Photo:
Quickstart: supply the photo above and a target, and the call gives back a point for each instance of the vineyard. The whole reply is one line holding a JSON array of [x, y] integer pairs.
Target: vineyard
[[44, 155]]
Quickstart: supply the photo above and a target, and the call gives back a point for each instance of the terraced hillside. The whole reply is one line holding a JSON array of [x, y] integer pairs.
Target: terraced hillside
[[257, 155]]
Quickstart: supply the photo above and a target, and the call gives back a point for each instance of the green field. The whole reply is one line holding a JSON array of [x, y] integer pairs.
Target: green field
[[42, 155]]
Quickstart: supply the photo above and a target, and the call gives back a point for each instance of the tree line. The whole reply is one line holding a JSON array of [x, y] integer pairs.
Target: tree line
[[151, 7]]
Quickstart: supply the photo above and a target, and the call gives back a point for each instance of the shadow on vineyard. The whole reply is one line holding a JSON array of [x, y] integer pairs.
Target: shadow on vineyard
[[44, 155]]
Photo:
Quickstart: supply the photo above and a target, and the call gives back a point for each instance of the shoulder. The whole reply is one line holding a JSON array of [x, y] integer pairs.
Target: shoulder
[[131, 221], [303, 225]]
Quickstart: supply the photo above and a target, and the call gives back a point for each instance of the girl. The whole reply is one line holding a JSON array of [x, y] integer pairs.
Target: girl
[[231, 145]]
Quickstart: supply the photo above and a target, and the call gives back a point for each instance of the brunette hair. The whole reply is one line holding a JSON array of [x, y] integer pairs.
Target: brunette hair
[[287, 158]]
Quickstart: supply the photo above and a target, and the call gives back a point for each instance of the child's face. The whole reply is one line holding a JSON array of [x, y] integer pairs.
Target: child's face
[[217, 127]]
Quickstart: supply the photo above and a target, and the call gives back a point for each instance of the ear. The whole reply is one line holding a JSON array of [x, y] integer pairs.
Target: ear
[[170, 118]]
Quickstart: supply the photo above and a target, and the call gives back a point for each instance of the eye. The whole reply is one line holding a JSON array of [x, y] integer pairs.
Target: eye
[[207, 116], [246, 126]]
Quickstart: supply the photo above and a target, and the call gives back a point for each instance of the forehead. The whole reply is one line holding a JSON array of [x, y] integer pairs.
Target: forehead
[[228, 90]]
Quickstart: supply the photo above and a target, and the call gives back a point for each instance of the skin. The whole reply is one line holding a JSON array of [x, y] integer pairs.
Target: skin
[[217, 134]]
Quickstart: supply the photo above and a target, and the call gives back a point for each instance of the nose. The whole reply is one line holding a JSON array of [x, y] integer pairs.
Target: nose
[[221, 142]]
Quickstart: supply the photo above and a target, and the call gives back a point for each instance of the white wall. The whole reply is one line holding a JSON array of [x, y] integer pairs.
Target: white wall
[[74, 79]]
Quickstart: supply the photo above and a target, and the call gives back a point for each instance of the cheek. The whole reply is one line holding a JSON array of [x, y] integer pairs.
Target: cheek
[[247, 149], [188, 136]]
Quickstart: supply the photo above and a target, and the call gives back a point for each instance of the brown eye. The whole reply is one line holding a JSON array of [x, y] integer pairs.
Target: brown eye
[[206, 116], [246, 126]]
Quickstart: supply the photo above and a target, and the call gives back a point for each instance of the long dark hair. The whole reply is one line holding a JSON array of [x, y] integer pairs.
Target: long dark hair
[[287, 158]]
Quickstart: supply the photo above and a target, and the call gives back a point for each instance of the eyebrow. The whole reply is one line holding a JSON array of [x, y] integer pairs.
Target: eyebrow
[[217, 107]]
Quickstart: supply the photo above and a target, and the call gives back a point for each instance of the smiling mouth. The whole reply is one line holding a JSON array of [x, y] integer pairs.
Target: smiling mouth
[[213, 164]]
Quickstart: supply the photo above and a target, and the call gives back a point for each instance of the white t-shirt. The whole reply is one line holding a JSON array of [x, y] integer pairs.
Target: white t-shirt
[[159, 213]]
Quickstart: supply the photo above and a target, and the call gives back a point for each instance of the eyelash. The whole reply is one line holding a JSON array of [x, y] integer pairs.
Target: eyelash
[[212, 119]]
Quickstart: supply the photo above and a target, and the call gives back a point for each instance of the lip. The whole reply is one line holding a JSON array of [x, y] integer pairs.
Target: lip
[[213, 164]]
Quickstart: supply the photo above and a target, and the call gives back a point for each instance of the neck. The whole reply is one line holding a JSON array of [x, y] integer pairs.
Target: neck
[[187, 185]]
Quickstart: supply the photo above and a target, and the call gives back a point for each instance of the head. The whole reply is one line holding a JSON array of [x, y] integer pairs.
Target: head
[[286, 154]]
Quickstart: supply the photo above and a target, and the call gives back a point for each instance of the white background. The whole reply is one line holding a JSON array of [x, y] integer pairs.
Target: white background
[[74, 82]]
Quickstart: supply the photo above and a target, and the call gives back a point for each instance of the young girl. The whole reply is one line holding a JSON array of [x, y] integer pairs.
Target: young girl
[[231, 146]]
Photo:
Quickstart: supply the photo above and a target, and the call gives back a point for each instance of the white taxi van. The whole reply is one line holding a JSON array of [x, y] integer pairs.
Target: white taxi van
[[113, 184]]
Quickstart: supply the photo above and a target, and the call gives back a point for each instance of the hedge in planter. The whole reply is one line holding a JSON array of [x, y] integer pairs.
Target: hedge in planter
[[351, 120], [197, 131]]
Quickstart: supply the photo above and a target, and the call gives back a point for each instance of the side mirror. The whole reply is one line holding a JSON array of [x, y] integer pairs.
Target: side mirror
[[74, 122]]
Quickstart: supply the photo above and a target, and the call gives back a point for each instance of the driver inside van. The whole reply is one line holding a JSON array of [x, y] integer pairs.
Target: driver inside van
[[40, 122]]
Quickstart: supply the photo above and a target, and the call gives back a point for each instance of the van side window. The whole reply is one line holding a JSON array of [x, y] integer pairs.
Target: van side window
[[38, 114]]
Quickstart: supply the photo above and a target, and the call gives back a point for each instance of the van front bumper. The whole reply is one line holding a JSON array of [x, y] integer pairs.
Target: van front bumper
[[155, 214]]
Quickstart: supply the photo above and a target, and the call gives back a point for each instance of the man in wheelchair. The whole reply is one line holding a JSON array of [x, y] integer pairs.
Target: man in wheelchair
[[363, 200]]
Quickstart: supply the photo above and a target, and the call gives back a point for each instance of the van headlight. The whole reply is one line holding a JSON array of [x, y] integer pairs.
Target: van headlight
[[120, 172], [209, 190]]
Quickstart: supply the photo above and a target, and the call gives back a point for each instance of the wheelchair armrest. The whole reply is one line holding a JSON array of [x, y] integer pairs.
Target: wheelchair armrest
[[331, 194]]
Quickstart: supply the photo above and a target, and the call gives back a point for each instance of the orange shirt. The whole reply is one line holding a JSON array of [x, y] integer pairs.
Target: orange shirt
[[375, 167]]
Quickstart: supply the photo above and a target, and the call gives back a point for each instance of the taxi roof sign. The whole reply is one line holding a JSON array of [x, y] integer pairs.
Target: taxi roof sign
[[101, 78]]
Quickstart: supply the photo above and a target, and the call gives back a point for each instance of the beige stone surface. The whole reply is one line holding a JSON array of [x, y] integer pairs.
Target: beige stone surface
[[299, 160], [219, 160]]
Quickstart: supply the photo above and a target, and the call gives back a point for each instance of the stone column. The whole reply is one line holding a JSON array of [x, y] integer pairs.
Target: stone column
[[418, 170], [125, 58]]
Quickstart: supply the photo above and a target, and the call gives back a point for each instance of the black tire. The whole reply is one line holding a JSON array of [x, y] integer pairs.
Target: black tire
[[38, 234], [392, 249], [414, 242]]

········

REQUIRED TASK - Rewrite the records in the stretch from the line containing "of the cheek." through the line containing "[[206, 116], [246, 126]]", changing "brown eye" to "hazel eye" and keeping everything else the same.

TASK OUTPUT -
Quickstart: supply the photo above and a target, and the call gives back a point for each instance of the cheek. The whole reply is one line holding a JSON array of [x, y] integer pairs.
Target: cheek
[[247, 149], [188, 136]]
Quickstart: supply the photo above and a target, and the call gives back a point for each instance of the hazel eye. The whole reply is one line holding a JSON array of [x, y] integer pairs.
Target: hazel eye
[[206, 116], [246, 126]]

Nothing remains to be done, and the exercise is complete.